• Collected data:
%%

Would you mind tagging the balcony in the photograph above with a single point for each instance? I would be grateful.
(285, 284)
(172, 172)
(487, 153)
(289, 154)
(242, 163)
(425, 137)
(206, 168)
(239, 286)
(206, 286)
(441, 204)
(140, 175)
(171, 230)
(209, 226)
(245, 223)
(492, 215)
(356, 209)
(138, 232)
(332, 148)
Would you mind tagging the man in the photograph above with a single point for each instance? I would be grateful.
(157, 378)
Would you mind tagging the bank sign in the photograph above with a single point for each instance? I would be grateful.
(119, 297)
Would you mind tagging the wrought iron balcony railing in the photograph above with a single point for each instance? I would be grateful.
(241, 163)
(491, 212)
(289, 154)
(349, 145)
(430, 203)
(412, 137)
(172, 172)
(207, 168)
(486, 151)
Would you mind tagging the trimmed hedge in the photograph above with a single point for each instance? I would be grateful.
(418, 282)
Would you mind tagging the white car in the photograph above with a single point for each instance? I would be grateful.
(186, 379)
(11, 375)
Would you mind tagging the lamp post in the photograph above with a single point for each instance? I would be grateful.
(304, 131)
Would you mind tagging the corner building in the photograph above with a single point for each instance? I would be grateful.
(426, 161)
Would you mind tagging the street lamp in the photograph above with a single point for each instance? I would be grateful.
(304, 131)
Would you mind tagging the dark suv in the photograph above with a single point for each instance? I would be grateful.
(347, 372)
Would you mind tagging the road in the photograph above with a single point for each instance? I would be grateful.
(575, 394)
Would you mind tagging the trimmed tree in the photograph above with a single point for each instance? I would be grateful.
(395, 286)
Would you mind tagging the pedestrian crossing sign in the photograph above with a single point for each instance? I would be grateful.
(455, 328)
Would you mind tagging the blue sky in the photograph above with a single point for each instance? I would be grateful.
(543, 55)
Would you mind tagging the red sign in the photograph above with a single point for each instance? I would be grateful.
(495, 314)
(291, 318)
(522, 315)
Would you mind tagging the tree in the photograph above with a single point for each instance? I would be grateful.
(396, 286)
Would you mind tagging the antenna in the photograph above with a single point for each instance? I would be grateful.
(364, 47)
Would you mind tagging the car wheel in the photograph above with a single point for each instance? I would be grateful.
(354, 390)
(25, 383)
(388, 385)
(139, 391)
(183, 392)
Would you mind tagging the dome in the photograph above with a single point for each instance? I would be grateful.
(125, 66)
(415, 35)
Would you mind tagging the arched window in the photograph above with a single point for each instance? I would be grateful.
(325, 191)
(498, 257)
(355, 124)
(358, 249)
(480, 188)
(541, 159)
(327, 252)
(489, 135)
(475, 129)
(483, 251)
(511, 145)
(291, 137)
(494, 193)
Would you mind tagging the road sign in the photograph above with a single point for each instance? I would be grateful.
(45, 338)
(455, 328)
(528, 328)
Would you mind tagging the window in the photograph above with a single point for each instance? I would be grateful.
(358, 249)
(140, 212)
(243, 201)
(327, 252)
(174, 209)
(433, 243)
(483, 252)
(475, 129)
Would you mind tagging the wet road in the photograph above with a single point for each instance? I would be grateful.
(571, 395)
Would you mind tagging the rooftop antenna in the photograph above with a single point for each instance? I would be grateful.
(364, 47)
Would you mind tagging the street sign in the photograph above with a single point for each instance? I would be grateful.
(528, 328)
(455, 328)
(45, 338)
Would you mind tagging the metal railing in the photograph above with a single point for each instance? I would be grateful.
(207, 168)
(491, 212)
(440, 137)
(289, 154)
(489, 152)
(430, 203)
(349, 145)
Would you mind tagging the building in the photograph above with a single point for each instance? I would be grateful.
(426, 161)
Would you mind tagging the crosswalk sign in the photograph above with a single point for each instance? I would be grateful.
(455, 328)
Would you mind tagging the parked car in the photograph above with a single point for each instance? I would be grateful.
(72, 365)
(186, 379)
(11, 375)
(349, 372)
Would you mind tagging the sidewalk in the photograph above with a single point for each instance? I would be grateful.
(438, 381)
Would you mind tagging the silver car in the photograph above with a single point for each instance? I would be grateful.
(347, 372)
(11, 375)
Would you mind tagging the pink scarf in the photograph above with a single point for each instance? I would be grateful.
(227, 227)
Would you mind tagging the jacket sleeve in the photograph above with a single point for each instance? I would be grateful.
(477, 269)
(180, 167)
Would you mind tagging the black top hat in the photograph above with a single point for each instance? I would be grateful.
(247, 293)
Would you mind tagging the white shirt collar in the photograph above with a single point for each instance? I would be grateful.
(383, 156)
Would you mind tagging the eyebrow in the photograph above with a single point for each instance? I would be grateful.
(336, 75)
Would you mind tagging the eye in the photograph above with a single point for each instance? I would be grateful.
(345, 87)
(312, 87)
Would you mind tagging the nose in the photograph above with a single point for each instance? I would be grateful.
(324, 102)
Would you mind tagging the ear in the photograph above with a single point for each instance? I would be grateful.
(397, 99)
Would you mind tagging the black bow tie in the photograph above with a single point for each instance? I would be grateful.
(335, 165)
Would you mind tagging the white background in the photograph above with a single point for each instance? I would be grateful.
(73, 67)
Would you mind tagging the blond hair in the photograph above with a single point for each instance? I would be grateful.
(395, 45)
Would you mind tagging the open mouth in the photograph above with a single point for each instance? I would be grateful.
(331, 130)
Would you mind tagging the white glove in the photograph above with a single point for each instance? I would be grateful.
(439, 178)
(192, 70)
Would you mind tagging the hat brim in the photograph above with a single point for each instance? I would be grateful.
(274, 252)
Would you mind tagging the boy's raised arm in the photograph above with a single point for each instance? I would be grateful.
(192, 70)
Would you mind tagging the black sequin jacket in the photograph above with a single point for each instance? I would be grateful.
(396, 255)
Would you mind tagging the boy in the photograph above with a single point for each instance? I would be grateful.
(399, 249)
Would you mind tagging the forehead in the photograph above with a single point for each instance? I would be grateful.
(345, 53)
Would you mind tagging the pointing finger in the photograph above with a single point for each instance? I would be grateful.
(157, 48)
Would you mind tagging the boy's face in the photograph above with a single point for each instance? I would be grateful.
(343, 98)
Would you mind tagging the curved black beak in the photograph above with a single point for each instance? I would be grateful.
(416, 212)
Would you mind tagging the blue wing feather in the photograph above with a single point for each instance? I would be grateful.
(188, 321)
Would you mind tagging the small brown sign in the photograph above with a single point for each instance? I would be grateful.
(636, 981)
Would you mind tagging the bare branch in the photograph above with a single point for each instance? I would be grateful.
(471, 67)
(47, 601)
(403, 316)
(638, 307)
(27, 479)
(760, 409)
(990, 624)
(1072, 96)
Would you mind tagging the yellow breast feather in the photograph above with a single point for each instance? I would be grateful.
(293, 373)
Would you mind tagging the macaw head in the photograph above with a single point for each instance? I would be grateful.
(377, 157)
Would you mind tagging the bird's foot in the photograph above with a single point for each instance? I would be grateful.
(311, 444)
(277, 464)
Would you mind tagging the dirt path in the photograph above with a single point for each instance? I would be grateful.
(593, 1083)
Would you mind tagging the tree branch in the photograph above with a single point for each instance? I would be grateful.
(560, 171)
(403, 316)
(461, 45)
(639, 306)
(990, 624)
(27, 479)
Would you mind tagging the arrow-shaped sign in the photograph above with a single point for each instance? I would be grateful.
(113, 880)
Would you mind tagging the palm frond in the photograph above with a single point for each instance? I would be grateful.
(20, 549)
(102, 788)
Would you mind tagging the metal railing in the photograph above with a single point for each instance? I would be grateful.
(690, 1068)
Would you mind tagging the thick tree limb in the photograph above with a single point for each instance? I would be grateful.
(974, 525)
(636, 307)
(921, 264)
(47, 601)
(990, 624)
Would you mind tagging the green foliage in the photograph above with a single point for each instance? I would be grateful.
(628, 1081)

%%

Begin at the line that contains "Would you mind tagging the bird's" and stop at the end of the data. Rewrite every line in that span, requests included, and rescale each point coordinate by multiplying it by 2.5 and rounding to the nearest whole number, with halves rounded up.

Would you mind tagging the bird's foot in the photograph above with a single point for each instance? I would be grateful.
(778, 1110)
(693, 1160)
Would you mind tagging the dirt path in the photograph above with a single point for each instance? I would be grateful.
(1483, 2708)
Would you mind tagging the tree branch in the photograph above with a single point for each instance? I would be grateful.
(1400, 428)
(1008, 790)
(1153, 113)
(1598, 765)
(2475, 1560)
(68, 1198)
Would you mind tagging the arrow-shaped sign in the photograph above with a single point for each instance? I would be grateful.
(283, 2200)
Would you mind tagging the palm frond in the photograph above with a single point for each instance? I would be grateful.
(50, 1373)
(255, 1970)
Would you mind tagging the metal railing in the photograph above with a single point for each instance? I would be grateful.
(1725, 2670)
Would you mind tagging the thick tree limb in the photograph above with a single point for each instance? I would be grateful.
(2435, 1313)
(1590, 768)
(2303, 660)
(118, 1503)
(2475, 1560)
Would you mind tagging the green foliage in the photograph above with a single point for each instance? I would be grateful.
(1570, 2703)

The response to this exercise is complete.